Work to complete:
- a) In the disaster case study notes, where did most of Hurricane Helene's deaths happen?
- b) Copy the stretch of the disaster case study notes from "This notebook examines" through "(Northwestern North Carolina)", word for word.

Extract:
= = =
## Natural Disaster Case Studies for Model Testing and Validation

This notebook examines three recent U.S. disasters, chosen to represent different hazard types and regions. The goal is to test and validate model performance across varied physical processes and socio-demographic contexts.

---

#### 1. 2025 Southern California Wildfires
- Among the most destructive in U.S. history  
- Severe wildland–urban interface losses and unprecedented damages  

---

#### 2. 2024 Hurricane Helene (Northwestern North Carolina)
- Catastrophic inland flooding in the Appalachians  
- Most fatalities occurred far from the coast  

---

#### 3. 2023 Midwest Tornado Outbreak (Greenfield, Iowa)
= = =
Available data:
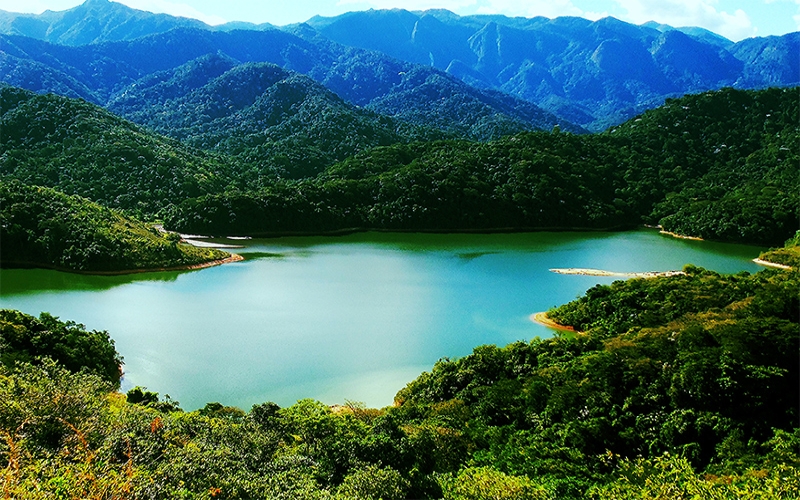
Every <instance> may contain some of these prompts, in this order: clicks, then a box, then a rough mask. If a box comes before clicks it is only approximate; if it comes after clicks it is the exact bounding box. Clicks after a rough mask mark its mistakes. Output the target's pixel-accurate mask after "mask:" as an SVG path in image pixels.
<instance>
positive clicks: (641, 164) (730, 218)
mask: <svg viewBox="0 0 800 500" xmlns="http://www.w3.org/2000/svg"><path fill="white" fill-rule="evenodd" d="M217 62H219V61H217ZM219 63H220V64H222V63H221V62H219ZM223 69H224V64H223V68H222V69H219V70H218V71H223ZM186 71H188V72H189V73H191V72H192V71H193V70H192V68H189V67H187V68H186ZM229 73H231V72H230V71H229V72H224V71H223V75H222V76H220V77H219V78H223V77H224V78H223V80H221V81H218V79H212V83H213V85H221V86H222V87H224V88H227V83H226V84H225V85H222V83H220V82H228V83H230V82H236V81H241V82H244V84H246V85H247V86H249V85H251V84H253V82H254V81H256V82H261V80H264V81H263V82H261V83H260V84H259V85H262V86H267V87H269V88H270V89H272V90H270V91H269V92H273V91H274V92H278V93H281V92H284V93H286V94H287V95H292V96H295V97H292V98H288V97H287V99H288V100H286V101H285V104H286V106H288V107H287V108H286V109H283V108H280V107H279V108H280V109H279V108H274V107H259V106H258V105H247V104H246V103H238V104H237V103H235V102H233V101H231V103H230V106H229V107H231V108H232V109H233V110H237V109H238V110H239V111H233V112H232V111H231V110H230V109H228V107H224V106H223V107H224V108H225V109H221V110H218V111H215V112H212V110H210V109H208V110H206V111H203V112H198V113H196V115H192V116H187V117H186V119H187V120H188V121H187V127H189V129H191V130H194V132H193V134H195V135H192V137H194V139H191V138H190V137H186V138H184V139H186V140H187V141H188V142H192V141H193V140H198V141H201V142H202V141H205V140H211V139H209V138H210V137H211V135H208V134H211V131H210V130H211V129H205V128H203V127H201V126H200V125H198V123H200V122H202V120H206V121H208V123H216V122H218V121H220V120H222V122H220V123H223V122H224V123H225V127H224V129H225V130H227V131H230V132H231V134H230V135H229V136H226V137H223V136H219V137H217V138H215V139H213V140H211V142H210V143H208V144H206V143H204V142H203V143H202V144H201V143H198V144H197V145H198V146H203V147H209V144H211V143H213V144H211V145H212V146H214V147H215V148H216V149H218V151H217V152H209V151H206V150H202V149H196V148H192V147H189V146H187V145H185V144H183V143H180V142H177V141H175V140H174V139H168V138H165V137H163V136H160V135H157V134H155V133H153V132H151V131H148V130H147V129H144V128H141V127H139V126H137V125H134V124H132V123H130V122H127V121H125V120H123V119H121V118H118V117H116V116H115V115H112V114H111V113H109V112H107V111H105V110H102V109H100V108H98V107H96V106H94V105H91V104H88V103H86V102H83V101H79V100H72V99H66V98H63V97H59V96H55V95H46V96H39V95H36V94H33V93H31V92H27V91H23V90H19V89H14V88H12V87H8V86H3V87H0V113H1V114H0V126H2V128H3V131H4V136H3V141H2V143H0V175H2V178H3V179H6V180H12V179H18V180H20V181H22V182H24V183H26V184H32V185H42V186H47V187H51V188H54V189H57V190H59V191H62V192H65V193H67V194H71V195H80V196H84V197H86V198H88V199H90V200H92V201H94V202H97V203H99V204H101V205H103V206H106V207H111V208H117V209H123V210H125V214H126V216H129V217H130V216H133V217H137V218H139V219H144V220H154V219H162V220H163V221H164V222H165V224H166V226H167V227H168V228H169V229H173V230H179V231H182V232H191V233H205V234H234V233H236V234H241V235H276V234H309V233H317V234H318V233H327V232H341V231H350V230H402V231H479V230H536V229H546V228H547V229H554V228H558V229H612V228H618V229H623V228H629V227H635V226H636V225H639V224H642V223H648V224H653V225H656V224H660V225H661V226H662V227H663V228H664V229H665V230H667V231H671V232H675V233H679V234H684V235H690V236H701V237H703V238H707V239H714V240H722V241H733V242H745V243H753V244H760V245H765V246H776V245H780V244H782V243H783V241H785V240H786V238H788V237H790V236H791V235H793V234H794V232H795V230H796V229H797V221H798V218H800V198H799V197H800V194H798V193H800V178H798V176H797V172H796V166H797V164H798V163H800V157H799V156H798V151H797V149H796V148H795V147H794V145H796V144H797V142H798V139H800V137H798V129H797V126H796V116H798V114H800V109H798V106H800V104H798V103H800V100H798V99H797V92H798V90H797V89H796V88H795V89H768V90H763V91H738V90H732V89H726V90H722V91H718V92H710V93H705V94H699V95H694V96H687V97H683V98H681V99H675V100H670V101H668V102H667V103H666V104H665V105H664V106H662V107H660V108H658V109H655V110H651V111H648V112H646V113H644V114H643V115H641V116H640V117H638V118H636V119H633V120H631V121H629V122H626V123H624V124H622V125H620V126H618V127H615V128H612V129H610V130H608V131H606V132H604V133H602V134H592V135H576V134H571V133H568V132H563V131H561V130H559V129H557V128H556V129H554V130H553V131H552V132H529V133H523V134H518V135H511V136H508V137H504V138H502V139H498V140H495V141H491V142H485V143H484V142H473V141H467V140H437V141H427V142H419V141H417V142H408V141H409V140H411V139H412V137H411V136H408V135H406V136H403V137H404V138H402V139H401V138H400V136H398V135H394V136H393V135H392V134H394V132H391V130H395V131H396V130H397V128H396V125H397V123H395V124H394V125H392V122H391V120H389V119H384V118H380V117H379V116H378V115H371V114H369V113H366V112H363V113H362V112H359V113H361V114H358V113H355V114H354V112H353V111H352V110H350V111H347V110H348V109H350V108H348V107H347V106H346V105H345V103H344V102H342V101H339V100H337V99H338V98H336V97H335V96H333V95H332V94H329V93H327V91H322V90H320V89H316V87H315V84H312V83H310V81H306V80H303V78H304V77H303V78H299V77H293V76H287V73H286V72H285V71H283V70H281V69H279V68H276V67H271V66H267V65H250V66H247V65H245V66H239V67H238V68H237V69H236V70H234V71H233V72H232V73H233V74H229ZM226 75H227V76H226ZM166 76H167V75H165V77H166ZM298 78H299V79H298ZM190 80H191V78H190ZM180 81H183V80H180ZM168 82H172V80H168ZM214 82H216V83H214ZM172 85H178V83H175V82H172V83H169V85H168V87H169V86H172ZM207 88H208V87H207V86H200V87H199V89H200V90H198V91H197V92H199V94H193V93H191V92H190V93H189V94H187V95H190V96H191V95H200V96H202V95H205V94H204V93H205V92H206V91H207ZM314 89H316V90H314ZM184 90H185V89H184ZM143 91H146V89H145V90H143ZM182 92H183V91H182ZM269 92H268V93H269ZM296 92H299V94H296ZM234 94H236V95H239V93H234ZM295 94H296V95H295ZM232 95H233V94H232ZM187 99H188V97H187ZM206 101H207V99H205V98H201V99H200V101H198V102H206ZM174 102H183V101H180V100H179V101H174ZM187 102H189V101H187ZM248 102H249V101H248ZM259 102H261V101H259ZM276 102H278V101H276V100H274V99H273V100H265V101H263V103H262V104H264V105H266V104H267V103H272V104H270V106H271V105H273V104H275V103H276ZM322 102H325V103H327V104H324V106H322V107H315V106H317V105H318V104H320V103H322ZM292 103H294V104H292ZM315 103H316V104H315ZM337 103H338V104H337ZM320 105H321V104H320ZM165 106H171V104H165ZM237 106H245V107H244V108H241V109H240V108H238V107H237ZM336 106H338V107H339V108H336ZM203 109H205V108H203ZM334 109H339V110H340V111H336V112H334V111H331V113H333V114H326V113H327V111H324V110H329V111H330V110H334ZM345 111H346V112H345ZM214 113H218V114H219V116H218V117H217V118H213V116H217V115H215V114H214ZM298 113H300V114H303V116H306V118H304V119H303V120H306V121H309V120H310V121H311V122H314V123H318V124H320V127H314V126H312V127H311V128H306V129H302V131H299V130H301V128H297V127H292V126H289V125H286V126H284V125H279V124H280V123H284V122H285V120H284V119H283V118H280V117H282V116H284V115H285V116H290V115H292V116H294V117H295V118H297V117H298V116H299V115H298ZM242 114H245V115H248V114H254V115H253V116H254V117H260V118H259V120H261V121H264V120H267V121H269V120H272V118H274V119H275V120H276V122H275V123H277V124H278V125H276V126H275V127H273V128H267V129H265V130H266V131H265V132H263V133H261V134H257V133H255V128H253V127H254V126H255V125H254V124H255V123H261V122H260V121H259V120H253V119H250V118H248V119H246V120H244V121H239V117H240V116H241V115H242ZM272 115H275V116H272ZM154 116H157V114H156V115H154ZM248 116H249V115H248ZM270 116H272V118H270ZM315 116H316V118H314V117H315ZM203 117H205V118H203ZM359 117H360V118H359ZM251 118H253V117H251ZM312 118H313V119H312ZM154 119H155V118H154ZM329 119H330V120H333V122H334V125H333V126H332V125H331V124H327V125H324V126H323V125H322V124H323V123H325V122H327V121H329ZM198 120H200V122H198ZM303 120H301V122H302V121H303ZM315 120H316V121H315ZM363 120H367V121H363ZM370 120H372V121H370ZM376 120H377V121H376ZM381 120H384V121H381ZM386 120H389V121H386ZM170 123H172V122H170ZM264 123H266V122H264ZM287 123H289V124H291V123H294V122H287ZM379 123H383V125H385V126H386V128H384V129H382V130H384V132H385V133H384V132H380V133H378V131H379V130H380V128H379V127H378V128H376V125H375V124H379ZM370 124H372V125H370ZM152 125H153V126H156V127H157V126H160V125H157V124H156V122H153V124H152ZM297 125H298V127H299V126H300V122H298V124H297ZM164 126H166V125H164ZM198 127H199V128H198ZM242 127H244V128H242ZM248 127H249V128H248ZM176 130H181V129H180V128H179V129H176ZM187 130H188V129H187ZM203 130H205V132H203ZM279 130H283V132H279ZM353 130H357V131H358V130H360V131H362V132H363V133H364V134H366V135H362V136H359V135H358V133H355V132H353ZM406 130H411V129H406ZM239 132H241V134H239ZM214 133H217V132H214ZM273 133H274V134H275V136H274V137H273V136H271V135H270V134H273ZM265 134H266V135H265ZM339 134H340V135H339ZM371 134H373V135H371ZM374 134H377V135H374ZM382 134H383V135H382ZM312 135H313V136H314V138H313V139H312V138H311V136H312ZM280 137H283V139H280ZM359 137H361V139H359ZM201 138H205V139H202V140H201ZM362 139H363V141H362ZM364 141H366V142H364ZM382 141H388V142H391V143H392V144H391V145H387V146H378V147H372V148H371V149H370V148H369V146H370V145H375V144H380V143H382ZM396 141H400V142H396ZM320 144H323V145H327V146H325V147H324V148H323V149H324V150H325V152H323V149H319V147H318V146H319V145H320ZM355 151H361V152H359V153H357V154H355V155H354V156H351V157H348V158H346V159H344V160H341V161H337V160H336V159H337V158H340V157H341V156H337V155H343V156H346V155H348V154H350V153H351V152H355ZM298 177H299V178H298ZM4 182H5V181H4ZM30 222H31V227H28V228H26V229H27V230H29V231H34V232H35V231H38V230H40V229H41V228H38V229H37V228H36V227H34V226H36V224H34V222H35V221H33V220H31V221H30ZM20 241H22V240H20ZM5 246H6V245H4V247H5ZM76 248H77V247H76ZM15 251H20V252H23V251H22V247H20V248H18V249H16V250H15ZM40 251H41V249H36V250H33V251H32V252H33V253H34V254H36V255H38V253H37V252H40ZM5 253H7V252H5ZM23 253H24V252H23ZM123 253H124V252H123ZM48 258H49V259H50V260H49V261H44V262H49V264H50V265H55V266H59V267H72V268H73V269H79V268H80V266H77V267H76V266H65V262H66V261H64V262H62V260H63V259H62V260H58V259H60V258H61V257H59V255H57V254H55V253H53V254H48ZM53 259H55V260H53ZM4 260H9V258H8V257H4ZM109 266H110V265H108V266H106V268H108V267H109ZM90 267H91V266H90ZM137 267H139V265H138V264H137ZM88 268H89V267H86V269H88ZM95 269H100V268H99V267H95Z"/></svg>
= = =
Results of the tasks:
- a) Far from the coast.

- b)
This notebook examines three recent U.S. disasters, chosen to represent different hazard types and regions. The goal is to test and validate model performance across varied physical processes and socio-demographic contexts.

---

#### 1. 2025 Southern California Wildfires
- Among the most destructive in U.S. history  
- Severe wildland–urban interface losses and unprecedented damages  

---

#### 2. 2024 Hurricane Helene (Northwestern North Carolina)